EXERCISE DETAILS → Which lines in the records below mention the word "like"? Copy each one out.

INFORMATION GIVEN →

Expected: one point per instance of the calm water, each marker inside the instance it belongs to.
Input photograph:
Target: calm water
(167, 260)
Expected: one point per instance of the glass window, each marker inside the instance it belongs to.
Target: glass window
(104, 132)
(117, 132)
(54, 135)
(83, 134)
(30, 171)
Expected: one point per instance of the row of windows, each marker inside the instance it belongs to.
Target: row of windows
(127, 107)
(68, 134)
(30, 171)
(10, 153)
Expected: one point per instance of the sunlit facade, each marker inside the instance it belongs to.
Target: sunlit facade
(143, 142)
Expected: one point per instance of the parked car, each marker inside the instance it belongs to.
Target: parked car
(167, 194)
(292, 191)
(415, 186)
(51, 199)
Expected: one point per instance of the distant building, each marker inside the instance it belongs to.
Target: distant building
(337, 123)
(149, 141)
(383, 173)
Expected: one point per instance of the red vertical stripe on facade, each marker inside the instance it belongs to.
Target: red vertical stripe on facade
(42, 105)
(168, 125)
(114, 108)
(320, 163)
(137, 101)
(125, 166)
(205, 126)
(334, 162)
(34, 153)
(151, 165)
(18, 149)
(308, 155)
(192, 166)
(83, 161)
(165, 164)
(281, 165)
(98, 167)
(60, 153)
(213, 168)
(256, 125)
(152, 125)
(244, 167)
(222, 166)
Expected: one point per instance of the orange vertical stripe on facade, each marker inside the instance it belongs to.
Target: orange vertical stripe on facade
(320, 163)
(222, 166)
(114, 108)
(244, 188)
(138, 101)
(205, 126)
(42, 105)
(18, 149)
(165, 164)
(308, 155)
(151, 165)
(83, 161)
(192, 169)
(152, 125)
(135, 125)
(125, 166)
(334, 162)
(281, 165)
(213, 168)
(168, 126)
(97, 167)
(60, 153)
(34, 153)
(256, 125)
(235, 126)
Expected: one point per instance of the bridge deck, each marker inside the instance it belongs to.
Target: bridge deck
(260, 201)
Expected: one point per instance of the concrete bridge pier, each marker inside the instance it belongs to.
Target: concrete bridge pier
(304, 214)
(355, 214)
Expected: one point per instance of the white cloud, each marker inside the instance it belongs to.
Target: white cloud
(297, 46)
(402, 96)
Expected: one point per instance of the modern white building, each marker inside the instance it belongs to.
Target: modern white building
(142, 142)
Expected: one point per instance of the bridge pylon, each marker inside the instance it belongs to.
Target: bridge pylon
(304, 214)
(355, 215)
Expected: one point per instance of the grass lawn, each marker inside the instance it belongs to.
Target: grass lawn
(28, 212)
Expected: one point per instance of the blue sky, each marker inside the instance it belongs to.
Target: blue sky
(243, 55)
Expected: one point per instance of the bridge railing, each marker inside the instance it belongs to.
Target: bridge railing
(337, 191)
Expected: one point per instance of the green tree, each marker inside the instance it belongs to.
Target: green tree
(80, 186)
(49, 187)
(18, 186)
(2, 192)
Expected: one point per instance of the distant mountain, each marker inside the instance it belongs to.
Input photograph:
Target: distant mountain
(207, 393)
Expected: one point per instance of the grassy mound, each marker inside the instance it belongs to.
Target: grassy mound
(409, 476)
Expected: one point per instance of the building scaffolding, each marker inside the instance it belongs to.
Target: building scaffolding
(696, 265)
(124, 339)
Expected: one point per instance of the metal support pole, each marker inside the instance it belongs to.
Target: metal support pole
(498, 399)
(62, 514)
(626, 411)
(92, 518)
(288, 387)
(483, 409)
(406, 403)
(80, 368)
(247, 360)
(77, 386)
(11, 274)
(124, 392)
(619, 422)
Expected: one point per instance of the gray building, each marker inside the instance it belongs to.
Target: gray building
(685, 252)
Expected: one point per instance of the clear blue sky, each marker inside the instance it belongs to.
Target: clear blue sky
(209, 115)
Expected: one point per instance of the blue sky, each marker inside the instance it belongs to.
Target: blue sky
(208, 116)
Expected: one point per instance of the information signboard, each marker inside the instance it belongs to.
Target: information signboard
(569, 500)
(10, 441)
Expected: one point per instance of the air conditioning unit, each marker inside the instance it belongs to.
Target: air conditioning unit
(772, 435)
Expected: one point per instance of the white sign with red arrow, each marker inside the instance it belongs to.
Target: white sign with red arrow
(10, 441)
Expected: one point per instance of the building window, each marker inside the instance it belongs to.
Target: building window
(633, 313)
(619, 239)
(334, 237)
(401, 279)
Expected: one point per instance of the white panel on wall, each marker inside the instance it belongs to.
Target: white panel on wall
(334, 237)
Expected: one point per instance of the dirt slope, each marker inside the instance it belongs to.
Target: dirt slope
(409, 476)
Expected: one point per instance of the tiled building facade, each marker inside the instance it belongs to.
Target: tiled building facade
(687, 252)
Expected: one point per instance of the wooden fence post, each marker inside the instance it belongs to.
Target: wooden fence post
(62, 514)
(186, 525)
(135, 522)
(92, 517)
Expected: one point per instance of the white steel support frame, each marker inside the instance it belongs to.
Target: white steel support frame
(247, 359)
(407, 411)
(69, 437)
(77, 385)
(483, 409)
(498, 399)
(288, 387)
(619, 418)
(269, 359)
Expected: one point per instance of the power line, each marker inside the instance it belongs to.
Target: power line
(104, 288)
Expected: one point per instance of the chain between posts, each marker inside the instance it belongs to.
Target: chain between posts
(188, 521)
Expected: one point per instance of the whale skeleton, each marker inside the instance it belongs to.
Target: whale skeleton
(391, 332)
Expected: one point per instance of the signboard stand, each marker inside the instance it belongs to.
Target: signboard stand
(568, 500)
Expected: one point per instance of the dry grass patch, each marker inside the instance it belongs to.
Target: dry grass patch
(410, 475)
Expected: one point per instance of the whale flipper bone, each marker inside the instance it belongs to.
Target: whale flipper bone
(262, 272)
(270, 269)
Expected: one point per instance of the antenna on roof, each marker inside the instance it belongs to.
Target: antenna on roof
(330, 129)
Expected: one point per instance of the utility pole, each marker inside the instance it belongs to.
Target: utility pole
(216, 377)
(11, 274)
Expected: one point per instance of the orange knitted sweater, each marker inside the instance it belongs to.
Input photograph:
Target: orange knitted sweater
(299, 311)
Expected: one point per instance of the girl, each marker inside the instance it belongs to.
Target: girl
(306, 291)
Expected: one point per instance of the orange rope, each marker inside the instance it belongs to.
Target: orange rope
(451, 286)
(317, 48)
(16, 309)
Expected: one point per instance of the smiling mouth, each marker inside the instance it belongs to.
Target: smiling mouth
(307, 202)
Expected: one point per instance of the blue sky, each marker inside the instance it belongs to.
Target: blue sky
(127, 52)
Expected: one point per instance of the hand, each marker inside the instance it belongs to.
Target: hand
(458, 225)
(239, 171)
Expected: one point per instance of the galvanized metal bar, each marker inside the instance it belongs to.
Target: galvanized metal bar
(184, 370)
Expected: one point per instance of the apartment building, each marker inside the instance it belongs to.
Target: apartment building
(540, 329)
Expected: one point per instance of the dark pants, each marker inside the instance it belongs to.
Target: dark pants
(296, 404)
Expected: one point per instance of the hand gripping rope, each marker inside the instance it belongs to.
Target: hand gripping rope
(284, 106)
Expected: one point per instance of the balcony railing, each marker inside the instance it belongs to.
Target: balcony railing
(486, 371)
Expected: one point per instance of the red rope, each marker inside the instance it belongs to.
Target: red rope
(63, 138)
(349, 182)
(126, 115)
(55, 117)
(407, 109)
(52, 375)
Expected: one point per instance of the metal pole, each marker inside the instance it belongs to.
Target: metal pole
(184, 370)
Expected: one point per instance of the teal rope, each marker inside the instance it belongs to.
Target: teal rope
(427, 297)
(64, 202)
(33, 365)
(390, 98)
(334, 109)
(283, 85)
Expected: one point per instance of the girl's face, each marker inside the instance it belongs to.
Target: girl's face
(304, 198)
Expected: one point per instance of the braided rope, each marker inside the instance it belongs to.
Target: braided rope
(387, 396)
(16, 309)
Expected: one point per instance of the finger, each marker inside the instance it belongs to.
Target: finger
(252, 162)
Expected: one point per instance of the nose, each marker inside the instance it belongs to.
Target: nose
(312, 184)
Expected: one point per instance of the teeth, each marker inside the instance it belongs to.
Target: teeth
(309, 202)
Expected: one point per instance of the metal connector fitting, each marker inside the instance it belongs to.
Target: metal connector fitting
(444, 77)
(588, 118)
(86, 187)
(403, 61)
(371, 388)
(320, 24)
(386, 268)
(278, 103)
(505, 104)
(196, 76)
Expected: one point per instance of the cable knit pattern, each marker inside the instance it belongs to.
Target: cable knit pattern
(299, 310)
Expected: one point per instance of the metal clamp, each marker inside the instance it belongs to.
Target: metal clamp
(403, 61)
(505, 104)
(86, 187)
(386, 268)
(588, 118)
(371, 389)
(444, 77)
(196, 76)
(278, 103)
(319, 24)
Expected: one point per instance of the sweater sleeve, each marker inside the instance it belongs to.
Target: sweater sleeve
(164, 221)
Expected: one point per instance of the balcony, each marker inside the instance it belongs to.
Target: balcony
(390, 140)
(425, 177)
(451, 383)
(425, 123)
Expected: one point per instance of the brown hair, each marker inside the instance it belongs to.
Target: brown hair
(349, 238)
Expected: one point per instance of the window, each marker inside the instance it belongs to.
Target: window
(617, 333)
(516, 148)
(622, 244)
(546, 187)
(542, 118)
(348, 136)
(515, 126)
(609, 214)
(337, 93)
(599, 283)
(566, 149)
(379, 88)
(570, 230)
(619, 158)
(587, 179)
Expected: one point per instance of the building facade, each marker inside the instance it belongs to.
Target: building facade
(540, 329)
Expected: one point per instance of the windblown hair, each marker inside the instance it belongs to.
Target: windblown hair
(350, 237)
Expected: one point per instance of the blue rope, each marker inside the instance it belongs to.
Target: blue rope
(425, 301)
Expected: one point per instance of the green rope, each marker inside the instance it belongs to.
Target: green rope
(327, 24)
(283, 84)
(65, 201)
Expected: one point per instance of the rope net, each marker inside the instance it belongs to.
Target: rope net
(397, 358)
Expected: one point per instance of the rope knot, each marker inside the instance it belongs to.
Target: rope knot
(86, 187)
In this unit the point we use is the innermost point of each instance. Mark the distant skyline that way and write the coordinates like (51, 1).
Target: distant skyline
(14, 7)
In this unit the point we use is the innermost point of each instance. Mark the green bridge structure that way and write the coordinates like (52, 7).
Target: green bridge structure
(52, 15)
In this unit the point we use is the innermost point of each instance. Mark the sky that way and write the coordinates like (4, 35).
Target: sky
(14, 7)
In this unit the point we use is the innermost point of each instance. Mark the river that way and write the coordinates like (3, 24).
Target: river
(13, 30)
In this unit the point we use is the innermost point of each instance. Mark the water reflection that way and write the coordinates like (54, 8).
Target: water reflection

TASK RESULT →
In this unit the point we use is the innermost point of each instance. Mark the distant skyline that way and write the coordinates like (51, 1).
In this unit the point we use is the innermost point of each instance. Mark the green bridge structure that way and write the coordinates like (52, 7).
In this unit the point we use is the innermost point of each instance. Mark the sky that way and write the coordinates like (4, 35).
In this unit the point we use is the innermost point of each instance. Mark the river that way and write the coordinates like (3, 24).
In this unit the point we use is the innermost point of each instance. Mark the water reflection that way and write the coordinates like (54, 8).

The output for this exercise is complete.